Given records START

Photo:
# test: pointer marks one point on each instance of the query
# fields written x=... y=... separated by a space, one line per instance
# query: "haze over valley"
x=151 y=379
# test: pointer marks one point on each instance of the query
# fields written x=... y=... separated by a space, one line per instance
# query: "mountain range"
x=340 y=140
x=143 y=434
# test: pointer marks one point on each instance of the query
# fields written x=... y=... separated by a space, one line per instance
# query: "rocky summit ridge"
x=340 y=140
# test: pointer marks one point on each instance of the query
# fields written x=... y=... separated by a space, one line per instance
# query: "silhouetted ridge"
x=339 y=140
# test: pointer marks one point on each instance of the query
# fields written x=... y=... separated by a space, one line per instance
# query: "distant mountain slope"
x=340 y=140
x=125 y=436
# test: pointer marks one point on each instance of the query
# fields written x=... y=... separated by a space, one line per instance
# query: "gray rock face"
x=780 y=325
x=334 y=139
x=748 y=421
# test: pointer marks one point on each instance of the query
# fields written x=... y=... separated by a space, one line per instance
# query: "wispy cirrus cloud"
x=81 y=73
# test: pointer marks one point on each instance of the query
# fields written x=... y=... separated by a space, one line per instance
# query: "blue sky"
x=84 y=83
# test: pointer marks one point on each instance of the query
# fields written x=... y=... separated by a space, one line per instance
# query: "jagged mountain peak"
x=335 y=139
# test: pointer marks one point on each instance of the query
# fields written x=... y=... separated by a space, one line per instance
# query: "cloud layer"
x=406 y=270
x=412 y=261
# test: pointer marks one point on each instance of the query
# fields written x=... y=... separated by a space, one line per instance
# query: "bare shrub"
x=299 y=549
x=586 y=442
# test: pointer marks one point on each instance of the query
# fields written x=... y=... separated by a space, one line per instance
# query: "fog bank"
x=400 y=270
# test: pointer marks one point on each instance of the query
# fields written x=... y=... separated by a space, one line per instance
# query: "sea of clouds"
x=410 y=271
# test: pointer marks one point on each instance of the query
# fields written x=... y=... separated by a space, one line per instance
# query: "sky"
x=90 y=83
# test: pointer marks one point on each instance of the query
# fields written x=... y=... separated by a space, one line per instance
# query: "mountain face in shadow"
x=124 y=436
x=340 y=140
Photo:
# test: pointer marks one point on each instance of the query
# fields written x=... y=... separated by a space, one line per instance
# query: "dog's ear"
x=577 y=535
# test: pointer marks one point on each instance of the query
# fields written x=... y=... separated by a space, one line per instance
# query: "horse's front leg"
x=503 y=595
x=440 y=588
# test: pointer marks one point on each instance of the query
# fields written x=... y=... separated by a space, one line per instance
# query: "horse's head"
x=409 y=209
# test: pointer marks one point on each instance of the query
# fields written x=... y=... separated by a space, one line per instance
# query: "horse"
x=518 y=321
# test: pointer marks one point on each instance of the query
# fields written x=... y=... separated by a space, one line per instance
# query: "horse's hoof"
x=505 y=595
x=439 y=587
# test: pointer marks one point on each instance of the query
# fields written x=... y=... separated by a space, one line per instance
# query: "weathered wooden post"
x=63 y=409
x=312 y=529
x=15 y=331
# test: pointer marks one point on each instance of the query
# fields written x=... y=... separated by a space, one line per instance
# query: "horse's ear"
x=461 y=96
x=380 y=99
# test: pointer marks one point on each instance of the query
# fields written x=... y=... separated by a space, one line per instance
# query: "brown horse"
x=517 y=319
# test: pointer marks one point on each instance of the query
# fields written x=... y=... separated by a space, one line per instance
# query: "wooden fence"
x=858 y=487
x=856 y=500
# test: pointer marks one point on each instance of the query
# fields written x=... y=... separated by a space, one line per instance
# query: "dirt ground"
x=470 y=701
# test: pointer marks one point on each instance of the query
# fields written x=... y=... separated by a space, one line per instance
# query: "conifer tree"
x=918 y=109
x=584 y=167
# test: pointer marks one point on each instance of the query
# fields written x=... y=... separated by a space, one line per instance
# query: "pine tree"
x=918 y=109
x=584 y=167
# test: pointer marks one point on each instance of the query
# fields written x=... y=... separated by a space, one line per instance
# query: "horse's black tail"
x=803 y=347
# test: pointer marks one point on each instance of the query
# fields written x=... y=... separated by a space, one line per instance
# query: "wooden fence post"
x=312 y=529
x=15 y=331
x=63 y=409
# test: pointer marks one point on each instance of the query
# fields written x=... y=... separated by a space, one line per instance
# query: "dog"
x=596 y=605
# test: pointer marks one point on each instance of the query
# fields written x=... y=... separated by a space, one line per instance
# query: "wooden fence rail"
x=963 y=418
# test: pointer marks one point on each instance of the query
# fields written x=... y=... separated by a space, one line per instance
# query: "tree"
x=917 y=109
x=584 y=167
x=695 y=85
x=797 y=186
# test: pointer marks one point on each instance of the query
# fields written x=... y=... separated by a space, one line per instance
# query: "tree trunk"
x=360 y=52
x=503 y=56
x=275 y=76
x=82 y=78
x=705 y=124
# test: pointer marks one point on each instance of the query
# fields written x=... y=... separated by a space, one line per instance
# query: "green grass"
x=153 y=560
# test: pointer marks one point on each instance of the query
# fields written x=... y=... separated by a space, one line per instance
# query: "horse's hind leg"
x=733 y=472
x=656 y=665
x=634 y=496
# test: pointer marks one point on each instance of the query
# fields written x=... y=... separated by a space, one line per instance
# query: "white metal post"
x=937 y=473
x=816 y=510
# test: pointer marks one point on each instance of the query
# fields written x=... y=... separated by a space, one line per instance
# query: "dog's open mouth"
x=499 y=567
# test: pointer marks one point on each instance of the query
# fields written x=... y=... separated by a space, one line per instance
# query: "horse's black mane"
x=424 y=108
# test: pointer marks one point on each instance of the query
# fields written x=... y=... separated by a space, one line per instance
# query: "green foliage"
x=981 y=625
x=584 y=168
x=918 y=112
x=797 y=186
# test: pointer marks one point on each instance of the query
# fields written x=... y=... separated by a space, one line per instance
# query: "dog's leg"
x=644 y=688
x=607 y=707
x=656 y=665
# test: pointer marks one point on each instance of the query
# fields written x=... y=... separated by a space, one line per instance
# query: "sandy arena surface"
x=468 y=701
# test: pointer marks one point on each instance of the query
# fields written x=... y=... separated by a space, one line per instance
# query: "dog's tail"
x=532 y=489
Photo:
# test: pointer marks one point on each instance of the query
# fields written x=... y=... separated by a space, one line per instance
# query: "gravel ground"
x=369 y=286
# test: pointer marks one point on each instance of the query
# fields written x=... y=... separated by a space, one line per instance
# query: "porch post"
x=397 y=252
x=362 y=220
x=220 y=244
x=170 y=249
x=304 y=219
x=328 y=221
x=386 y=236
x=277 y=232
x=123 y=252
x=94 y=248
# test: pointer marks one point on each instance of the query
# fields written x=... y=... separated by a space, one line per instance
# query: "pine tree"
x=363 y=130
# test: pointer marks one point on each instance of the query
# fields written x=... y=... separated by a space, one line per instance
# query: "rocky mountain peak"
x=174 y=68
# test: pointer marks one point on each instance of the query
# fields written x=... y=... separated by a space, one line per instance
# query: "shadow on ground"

Given records END

Problem description :: Every record should be printed again exactly as it reads.

Solution for this exercise ::
Photo:
# test: pointer marks one point on each instance of the query
# fields written x=... y=... separated by a space, one line per instance
# query: "haze over valley"
x=151 y=379
# test: pointer marks one point on each instance of the query
# fields written x=... y=... separated by a space, one line per instance
# query: "mountain range"
x=340 y=140
x=143 y=434
# test: pointer marks one point on each instance of the query
# fields written x=... y=... separated by a space, one line per instance
# query: "rocky summit ridge"
x=340 y=140
# test: pointer marks one point on each instance of the query
# fields written x=... y=... separated by a space, one line per instance
# query: "silhouetted ridge"
x=339 y=140
# test: pointer marks one point on each instance of the query
# fields written x=... y=... separated by a space, one line per instance
# query: "distant mountain slope"
x=340 y=140
x=125 y=436
# test: pointer marks one point on each instance of the query
# fields written x=... y=... separated by a space, one line per instance
# query: "gray rock face"
x=780 y=325
x=334 y=139
x=748 y=421
# test: pointer marks one point on each instance of the query
# fields written x=... y=... separated by a space, one line per instance
# query: "wispy cirrus cloud"
x=81 y=73
# test: pointer marks one point on each instance of the query
# fields written x=... y=... separated by a space, one line per instance
# query: "blue sky"
x=84 y=83
# test: pointer marks one point on each instance of the query
# fields written x=... y=... separated by a space, one line per instance
# query: "jagged mountain peak"
x=335 y=139
# test: pointer marks one point on each instance of the query
# fields written x=... y=... separated by a space, one line per instance
# query: "cloud layer"
x=406 y=270
x=412 y=261
# test: pointer marks one point on each instance of the query
# fields written x=... y=... separated by a space, one line per instance
# query: "bare shrub"
x=299 y=549
x=586 y=442
# test: pointer marks one point on each instance of the query
# fields written x=... y=... separated by a space, one line per instance
# query: "fog bank"
x=400 y=270
# test: pointer marks one point on each instance of the query
# fields written x=... y=... separated by a space, one line per instance
# query: "sea of clouds"
x=410 y=271
# test: pointer marks one point on each instance of the query
# fields written x=... y=... separated by a space, one line per instance
# query: "sky"
x=90 y=83
# test: pointer marks one point on each instance of the query
# fields written x=... y=... separated by a space, one line per instance
# query: "mountain face in shadow"
x=124 y=436
x=340 y=140
Photo:
# test: pointer marks one point on each instance of the query
# fields written x=... y=... separated by a space, one line per instance
# query: "dog's ear"
x=577 y=535
# test: pointer marks one point on each instance of the query
# fields written x=... y=... separated by a space, one line per instance
# query: "horse's front leg"
x=503 y=595
x=440 y=588
# test: pointer marks one point on each instance of the query
# fields written x=... y=... separated by a space, one line per instance
# query: "horse's head"
x=409 y=209
# test: pointer marks one point on each instance of the query
# fields written x=... y=... separated by a space, one line per instance
# query: "horse"
x=518 y=321
# test: pointer marks one point on each instance of the query
# fields written x=... y=... separated by a space, one line per instance
# query: "horse's hoof"
x=505 y=595
x=439 y=587
# test: pointer marks one point on each instance of the query
# fields written x=... y=... separated by a space, one line per instance
# query: "weathered wooden post"
x=63 y=409
x=312 y=529
x=15 y=331
# test: pointer marks one point on each instance of the query
# fields written x=... y=... separated by a space, one line per instance
# query: "horse's ear"
x=461 y=96
x=380 y=99
# test: pointer marks one point on each instance of the query
# fields written x=... y=... separated by a space, one line per instance
# query: "brown horse"
x=517 y=319
# test: pointer marks one point on each instance of the query
# fields written x=... y=... separated by a space, one line per instance
# query: "wooden fence"
x=858 y=487
x=856 y=500
# test: pointer marks one point on each instance of the query
# fields written x=... y=... separated by a space, one line per instance
# query: "dirt ground"
x=470 y=701
# test: pointer marks one point on each instance of the query
# fields written x=... y=... separated by a space, one line per instance
# query: "conifer tree"
x=918 y=109
x=584 y=167
# test: pointer marks one point on each instance of the query
# fields written x=... y=... separated by a space, one line per instance
# query: "pine tree"
x=918 y=109
x=584 y=167
# test: pointer marks one point on each instance of the query
# fields written x=... y=... separated by a space, one line per instance
# query: "horse's black tail"
x=803 y=347
# test: pointer marks one point on each instance of the query
# fields written x=... y=... separated by a space, one line per instance
# query: "wooden fence post"
x=312 y=529
x=15 y=331
x=63 y=409
# test: pointer marks one point on each instance of the query
# fields written x=... y=... separated by a space, one line per instance
# query: "dog"
x=596 y=605
# test: pointer marks one point on each instance of the query
# fields written x=... y=... separated by a space, one line per instance
# query: "wooden fence rail"
x=963 y=418
# test: pointer marks one point on each instance of the query
# fields written x=... y=... separated by a space, one line per instance
# query: "tree"
x=917 y=109
x=584 y=167
x=695 y=85
x=797 y=186
# test: pointer marks one point on each instance of the query
# fields written x=... y=... separated by a space, one line per instance
# query: "tree trunk"
x=360 y=52
x=503 y=56
x=275 y=76
x=82 y=78
x=705 y=124
# test: pointer marks one point on each instance of the query
# fields written x=... y=... separated by a space, one line per instance
# query: "green grass"
x=153 y=560
# test: pointer marks one point on each instance of the query
# fields written x=... y=... separated by a space, one line per instance
# query: "horse's hind leg"
x=733 y=472
x=656 y=665
x=634 y=496
# test: pointer marks one point on each instance of the query
# fields written x=... y=... separated by a space, one line per instance
# query: "white metal post"
x=937 y=473
x=816 y=510
# test: pointer marks one point on each instance of the query
# fields written x=... y=... separated by a space, one line per instance
# query: "dog's open mouth"
x=499 y=567
# test: pointer marks one point on each instance of the query
# fields written x=... y=... separated by a space, one line per instance
# query: "horse's black mane"
x=424 y=108
# test: pointer marks one point on each instance of the query
# fields written x=... y=... separated by a space, one line per instance
# query: "green foliage"
x=981 y=625
x=584 y=168
x=918 y=112
x=797 y=186
# test: pointer marks one point on each instance of the query
# fields written x=... y=... separated by a space, one line per instance
# query: "dog's leg"
x=644 y=688
x=607 y=707
x=656 y=665
# test: pointer marks one point on each instance of the query
# fields written x=... y=... separated by a space, one line per instance
# query: "sandy arena surface"
x=468 y=701
# test: pointer marks one point on each instance of the query
# fields written x=... y=... separated by a space, one line per instance
# query: "dog's tail"
x=532 y=489
Photo:
# test: pointer marks one point on each instance of the query
# fields written x=... y=... separated by a space, one line per instance
# query: "gravel ground"
x=369 y=286
# test: pointer marks one point on each instance of the query
# fields written x=... y=... separated by a space, one line per instance
# query: "porch post"
x=397 y=252
x=362 y=220
x=220 y=244
x=170 y=249
x=304 y=219
x=328 y=221
x=386 y=236
x=277 y=232
x=123 y=252
x=94 y=248
# test: pointer marks one point on each instance of the query
# fields written x=... y=... separated by a space, one line per instance
# query: "pine tree"
x=363 y=130
# test: pointer marks one point on each instance of the query
# fields written x=... y=... separated by a space, one line per instance
# query: "rocky mountain peak"
x=174 y=68
# test: pointer marks one point on each instance of the query
# fields written x=... y=... separated by a space, one line per instance
# query: "shadow on ground"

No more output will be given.